(EXTRAIT CHOISI)

N’en déplaise à celles et ceux qui s’y opposent, la chasse se fait exclusivement pour réguler l’écosystème. Et toujours avec des mesures strictes, autant dans la manière de faire que dans le nombre d’animaux autorisé à être tué.

“ Donc voilà, le garde forestier a deux grandes missions. La partie protection/gestion de la forêt dont on vient de parler et la partie policière”, nous dit Thomas.

Car les règles et régulations en vigueur existent pour protéger toutes les formes de vie de la réserve, et il s’agit pour Thomas et les autres gardes-forestiers de les faire respecter. Alors que nous nous dirigeons vers notre prochaine activité, une visite de la Maison du Parc, un husky sans laisse se balade dans la réserve et, l’air de rien, c’est tout l’équilibre de l’écosystème qui est mis en danger.

(LISTE DES DONNÉES)
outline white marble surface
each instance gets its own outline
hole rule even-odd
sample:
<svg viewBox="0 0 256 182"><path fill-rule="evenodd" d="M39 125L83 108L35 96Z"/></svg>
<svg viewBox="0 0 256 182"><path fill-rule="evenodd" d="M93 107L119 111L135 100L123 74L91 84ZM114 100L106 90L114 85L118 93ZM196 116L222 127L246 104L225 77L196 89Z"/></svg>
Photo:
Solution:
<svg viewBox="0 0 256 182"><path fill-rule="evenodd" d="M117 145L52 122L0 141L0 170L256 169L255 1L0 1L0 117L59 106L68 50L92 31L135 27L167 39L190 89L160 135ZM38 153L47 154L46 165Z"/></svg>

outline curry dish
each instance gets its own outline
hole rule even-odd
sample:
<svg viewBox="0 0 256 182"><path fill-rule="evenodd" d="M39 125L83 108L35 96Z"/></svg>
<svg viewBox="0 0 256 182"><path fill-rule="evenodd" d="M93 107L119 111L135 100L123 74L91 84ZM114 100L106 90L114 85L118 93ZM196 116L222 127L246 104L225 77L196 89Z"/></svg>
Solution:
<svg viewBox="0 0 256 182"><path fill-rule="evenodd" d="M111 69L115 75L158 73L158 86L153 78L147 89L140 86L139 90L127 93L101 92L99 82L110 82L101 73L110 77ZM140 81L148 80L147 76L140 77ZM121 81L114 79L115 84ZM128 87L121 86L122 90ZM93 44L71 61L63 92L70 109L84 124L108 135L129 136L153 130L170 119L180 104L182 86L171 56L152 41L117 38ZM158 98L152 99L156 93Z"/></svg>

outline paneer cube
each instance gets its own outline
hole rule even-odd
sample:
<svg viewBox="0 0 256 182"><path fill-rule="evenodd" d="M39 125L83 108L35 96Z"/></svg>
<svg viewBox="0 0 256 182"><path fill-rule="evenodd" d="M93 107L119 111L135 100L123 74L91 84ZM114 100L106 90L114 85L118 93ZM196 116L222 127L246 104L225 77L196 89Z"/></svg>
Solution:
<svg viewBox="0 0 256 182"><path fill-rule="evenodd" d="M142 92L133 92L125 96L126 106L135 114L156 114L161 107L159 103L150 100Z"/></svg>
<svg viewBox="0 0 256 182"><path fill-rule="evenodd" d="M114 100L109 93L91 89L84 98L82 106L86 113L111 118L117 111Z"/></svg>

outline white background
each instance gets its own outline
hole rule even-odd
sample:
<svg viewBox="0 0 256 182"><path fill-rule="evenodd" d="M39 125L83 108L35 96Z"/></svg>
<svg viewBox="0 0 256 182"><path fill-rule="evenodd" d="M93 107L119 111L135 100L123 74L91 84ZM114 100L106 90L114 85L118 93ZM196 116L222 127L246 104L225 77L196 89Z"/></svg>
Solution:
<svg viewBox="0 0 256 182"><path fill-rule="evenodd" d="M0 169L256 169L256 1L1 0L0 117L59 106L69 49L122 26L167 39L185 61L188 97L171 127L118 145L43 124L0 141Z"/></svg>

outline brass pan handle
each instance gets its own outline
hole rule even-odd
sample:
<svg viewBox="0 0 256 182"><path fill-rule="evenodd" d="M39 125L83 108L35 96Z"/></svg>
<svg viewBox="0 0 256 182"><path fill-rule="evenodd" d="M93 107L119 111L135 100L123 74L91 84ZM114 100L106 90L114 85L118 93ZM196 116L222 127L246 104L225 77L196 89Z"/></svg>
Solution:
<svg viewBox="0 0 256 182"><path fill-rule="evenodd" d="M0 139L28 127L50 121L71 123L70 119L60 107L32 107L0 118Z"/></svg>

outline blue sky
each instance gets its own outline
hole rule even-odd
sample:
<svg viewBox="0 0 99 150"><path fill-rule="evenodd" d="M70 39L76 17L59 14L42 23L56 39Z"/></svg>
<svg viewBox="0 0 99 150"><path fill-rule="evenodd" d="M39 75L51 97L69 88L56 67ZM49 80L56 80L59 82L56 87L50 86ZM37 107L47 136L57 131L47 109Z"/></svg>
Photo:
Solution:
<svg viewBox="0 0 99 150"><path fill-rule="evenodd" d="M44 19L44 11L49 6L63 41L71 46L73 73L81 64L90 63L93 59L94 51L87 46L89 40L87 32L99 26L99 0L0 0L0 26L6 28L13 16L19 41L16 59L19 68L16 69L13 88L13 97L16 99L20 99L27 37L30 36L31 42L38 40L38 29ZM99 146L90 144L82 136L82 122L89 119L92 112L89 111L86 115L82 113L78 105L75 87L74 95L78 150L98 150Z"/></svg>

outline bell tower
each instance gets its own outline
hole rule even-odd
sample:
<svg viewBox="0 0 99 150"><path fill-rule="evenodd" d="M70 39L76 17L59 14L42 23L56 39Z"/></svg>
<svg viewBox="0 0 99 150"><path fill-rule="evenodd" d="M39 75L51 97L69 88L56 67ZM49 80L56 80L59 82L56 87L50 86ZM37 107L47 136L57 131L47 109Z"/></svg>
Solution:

(TRAVAIL DEMANDÉ)
1 > D'après l'extrait choisi, combien de grandes missions le garde forestier a-t-il, et lesquelles ?
2 > Relevez tous les lieux cités dans l'extrait choisi.

(LES RÉPONSES)
1 > Deux : la protection et la gestion de la forêt, et la partie policière.

2 > La forêt, la réserve, la Maison du Parc.